--- Work to be completed ---
Copy, exactly and without additions, every line in the records below from the one holding "Segmentation: an <instance>" through the one holding "190L26 199L44 200L51", both ends included.

--- Dataset excerpts ---
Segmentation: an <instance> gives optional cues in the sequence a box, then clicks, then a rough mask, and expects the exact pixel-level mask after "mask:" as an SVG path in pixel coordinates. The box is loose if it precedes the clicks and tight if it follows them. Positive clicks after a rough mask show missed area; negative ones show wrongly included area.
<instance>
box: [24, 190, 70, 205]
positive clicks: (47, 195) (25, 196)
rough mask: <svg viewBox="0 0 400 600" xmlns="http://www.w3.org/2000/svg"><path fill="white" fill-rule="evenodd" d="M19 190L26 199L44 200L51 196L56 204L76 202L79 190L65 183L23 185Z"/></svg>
* * *
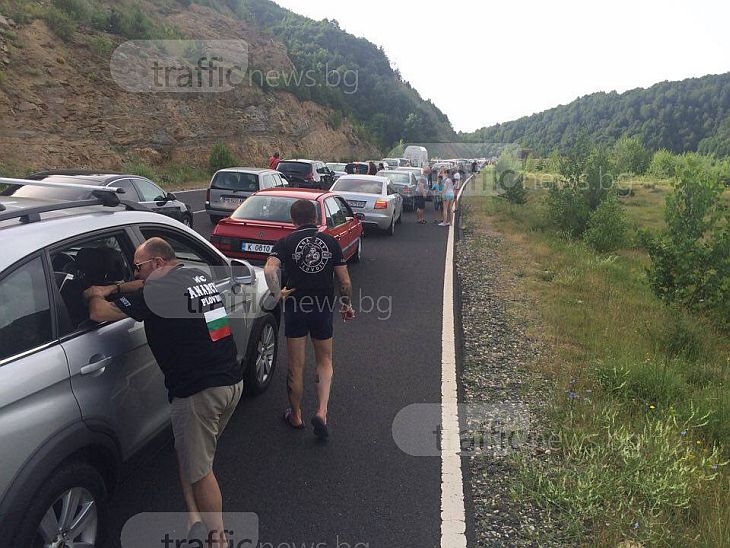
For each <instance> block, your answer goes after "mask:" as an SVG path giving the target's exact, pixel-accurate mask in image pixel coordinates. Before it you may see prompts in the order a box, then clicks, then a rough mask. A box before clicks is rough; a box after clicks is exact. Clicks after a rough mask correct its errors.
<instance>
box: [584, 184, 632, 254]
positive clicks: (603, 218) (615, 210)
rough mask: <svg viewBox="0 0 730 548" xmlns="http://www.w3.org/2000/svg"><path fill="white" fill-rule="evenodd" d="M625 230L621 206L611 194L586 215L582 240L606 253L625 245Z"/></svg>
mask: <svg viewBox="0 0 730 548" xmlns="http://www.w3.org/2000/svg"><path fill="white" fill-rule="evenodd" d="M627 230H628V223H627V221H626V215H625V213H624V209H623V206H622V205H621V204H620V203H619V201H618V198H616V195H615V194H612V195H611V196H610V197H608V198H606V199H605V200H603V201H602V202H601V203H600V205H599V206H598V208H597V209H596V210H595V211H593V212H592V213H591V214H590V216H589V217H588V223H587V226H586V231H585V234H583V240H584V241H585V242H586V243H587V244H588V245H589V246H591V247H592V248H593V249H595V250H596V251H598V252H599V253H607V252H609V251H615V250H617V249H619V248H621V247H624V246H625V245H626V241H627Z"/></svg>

--- Final answer ---
Segmentation: an <instance> gives optional cues in the sequence a box, then clicks, then a rough mask, and expects the exact pixel-level mask after "mask:" as an SVG path in pixel coordinates. The box is loose if it precedes the clicks and tight if it follows them. Positive clicks after a rough mask show missed area; negative ones show wrongly included area.
<instance>
box: [24, 190, 70, 205]
positive clicks: (47, 195) (25, 196)
rough mask: <svg viewBox="0 0 400 600" xmlns="http://www.w3.org/2000/svg"><path fill="white" fill-rule="evenodd" d="M19 190L26 199L44 200L51 196L56 204L76 202L79 190L65 183L23 185Z"/></svg>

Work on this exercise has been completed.